◆ **The request**:
Starting at the line that contains "Check that every instance of the bird's eye" and ending at the line that contains "[(239, 54)]", reproduce those lines with "keypoint" swapped for "landmark" and everything else unchanged.

◆ **Material shown**:
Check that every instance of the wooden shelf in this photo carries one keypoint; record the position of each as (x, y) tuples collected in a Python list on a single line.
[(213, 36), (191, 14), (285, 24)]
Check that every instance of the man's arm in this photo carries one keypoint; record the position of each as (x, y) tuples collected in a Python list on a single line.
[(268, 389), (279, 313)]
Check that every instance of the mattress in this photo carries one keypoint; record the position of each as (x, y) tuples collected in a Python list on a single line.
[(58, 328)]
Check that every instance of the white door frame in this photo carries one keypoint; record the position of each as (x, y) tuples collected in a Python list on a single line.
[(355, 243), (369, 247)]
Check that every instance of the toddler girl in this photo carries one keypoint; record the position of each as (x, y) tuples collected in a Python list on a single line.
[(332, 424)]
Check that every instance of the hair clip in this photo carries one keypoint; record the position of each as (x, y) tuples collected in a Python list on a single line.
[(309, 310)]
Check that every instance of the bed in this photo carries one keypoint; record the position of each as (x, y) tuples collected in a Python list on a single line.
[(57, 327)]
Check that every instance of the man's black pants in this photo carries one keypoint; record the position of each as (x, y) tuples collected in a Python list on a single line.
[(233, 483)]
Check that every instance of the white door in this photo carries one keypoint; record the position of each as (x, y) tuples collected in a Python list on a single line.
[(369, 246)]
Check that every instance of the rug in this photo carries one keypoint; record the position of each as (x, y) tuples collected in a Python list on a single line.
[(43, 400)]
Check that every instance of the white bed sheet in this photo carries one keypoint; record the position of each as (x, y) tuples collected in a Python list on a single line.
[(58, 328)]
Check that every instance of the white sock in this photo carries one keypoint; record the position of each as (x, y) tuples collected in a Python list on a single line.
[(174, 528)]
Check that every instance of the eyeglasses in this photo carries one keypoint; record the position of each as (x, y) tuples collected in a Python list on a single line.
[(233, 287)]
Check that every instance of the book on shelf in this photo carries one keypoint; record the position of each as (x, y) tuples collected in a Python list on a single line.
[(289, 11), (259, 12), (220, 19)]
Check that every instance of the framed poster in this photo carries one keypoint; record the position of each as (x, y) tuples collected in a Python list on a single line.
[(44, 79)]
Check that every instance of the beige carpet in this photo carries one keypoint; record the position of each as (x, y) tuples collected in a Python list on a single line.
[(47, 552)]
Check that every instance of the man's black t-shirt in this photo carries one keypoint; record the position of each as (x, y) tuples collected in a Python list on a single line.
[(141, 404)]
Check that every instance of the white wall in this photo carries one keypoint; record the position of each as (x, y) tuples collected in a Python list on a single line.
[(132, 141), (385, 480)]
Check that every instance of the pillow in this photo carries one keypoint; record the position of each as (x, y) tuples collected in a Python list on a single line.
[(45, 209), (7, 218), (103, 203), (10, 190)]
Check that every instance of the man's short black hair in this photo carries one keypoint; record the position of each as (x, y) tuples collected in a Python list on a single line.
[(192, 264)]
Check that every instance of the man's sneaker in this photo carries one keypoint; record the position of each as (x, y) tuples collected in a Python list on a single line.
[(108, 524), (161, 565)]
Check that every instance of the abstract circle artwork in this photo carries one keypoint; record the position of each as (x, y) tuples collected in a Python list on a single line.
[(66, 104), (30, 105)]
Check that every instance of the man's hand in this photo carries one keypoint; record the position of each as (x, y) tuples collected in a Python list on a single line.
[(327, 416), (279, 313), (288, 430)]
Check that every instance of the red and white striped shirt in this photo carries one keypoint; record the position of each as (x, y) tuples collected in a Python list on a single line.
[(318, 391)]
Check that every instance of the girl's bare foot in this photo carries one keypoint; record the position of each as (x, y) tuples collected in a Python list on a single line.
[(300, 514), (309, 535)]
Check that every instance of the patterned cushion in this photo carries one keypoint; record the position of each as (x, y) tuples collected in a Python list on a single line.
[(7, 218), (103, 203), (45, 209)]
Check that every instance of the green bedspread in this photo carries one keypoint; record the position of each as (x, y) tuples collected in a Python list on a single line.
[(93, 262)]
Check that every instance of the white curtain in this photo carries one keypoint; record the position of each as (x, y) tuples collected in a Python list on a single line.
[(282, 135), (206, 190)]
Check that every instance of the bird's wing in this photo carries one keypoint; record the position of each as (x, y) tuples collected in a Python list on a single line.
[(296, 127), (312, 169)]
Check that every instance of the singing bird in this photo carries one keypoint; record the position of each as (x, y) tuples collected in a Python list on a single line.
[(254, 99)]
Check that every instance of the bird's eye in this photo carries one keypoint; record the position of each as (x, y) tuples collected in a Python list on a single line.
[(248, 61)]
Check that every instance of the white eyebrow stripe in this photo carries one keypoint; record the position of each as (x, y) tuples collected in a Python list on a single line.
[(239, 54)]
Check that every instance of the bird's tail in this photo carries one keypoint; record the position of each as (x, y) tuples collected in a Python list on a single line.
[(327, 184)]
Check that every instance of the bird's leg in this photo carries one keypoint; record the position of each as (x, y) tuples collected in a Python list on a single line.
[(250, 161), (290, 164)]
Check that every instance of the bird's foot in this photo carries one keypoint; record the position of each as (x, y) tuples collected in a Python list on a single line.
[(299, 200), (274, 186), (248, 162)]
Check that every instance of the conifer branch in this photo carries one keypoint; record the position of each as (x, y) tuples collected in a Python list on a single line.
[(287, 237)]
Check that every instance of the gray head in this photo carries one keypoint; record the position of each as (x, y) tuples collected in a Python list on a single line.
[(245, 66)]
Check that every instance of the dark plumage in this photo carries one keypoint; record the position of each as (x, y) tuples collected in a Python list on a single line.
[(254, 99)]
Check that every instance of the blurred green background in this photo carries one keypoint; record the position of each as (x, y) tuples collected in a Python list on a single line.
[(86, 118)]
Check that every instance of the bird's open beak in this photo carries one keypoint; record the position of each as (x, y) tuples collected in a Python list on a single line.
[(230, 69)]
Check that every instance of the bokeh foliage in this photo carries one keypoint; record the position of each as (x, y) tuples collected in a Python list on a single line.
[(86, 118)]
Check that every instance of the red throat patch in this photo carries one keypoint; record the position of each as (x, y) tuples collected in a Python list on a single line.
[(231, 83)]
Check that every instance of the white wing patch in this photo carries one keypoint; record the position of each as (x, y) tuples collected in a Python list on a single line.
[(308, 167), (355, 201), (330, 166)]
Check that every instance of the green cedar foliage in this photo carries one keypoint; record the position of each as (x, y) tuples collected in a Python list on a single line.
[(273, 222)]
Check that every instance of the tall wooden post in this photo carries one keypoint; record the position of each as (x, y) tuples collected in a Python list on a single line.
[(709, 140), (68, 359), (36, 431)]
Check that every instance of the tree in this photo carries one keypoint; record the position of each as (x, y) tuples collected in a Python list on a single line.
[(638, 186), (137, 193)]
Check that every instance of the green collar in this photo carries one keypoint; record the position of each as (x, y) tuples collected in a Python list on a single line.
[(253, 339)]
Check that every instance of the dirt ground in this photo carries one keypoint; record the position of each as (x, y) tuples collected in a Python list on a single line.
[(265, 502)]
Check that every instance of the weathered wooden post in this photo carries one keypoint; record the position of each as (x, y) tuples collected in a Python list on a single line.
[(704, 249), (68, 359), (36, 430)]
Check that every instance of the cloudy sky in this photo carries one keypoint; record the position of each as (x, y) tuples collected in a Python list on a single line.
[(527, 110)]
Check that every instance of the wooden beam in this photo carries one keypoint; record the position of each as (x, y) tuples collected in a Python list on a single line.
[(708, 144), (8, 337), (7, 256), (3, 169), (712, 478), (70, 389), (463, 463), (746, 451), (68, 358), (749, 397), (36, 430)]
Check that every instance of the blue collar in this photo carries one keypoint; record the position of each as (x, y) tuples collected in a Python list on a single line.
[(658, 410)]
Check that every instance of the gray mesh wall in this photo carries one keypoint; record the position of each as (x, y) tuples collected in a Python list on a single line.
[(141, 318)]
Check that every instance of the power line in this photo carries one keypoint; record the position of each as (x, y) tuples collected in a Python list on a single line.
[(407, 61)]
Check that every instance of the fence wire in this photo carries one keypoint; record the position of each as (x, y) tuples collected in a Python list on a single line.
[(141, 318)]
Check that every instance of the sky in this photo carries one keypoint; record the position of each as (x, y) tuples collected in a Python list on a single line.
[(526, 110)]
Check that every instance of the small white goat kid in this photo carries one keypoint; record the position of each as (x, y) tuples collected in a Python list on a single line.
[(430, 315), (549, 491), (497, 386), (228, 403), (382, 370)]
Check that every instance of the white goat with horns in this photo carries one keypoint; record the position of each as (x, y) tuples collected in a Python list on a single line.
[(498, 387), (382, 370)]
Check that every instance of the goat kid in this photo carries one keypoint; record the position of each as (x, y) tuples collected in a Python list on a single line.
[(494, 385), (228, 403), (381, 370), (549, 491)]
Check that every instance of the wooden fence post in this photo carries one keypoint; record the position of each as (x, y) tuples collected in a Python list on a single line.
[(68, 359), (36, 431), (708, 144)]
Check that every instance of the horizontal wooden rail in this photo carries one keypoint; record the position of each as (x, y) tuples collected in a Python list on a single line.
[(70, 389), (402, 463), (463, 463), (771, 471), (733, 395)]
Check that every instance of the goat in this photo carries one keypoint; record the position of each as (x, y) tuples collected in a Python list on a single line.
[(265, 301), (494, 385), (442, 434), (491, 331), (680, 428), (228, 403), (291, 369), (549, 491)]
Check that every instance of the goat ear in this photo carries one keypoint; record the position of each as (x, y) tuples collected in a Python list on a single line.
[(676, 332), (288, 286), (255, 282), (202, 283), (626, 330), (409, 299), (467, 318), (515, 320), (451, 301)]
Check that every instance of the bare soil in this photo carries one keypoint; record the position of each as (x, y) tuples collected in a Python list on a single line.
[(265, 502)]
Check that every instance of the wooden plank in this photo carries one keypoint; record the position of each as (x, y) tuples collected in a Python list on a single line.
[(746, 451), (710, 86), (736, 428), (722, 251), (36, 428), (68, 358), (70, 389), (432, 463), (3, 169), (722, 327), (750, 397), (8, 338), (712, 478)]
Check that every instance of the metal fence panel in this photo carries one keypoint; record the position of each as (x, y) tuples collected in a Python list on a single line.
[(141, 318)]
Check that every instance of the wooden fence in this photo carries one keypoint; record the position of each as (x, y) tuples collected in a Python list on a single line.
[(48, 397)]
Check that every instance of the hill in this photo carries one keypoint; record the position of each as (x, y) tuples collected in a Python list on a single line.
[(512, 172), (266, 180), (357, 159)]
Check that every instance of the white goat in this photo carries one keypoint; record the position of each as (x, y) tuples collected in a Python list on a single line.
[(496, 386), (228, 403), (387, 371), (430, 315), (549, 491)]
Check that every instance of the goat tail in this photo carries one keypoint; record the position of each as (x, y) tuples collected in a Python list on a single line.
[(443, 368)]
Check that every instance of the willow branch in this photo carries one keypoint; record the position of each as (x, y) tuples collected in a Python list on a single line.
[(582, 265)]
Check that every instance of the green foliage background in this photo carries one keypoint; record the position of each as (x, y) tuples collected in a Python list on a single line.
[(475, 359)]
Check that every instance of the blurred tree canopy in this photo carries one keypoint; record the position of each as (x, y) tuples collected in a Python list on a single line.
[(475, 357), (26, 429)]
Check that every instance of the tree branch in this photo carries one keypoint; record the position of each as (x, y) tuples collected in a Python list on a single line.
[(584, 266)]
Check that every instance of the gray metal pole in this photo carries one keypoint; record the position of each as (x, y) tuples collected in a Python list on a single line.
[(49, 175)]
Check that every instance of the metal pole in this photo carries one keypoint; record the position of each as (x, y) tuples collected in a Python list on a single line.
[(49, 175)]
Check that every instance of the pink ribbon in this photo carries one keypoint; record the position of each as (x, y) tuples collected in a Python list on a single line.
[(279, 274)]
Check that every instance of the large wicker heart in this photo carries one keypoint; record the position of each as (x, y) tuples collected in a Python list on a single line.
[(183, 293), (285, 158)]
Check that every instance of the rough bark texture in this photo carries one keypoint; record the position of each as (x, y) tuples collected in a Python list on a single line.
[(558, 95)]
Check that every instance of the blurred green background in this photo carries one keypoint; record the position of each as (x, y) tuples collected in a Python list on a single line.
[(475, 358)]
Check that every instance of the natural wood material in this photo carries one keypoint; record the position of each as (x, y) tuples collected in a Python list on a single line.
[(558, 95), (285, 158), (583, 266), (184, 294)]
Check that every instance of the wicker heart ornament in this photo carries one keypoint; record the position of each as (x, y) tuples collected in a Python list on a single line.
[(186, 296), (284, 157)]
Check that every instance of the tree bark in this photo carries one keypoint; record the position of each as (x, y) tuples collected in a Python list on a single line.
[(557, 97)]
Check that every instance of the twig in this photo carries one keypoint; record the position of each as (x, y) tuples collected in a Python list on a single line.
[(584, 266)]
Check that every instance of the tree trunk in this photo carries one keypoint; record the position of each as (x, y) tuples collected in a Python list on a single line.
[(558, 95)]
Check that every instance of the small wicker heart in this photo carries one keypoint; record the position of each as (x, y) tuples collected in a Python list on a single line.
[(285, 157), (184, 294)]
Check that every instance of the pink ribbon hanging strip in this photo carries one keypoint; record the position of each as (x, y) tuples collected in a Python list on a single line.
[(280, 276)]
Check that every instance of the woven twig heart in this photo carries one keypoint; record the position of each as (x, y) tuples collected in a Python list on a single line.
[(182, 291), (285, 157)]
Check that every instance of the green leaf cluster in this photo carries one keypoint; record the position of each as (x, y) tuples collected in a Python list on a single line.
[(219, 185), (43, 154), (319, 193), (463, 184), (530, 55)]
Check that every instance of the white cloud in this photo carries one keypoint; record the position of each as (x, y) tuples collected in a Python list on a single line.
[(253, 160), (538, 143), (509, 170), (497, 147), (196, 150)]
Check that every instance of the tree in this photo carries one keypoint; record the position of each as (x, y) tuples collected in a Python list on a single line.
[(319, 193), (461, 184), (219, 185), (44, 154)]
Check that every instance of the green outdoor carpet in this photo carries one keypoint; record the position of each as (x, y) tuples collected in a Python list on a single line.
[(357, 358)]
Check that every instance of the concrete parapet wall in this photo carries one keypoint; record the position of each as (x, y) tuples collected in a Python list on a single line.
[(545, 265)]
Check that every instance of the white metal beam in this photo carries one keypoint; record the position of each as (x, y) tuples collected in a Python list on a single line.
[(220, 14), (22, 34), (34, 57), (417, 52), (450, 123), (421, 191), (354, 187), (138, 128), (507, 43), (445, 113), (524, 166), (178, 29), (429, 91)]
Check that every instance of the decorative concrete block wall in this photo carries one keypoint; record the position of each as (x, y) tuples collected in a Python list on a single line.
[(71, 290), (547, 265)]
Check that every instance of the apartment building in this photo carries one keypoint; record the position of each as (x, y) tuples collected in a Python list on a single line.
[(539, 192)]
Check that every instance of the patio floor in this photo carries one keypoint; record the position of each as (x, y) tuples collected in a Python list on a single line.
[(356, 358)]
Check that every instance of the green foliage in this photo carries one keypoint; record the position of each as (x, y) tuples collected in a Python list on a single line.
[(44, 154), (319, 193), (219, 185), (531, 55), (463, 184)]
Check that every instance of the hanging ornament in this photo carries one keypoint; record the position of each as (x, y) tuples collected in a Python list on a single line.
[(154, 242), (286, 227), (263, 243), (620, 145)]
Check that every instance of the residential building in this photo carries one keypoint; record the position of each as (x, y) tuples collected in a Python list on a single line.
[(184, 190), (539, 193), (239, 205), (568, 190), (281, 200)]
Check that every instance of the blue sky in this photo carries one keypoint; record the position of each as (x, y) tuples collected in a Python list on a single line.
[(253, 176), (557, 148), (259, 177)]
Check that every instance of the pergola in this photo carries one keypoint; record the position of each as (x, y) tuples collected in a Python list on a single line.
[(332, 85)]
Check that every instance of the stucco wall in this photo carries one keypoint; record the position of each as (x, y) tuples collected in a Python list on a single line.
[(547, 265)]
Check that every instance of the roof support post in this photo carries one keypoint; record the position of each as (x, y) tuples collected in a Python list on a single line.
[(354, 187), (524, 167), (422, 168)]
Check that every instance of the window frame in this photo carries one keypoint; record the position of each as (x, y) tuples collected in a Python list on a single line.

◆ **Complete response**:
Check that every instance of the bird's eye in this photo carries one landmark; record the position of each as (x, y) tuples collected in a Python list on a single line.
[(248, 61)]
Check that every instance of the white eyebrow stripe in this photo carries one landmark; record the position of each as (x, y) tuples collected in a Python list on a single line.
[(239, 54)]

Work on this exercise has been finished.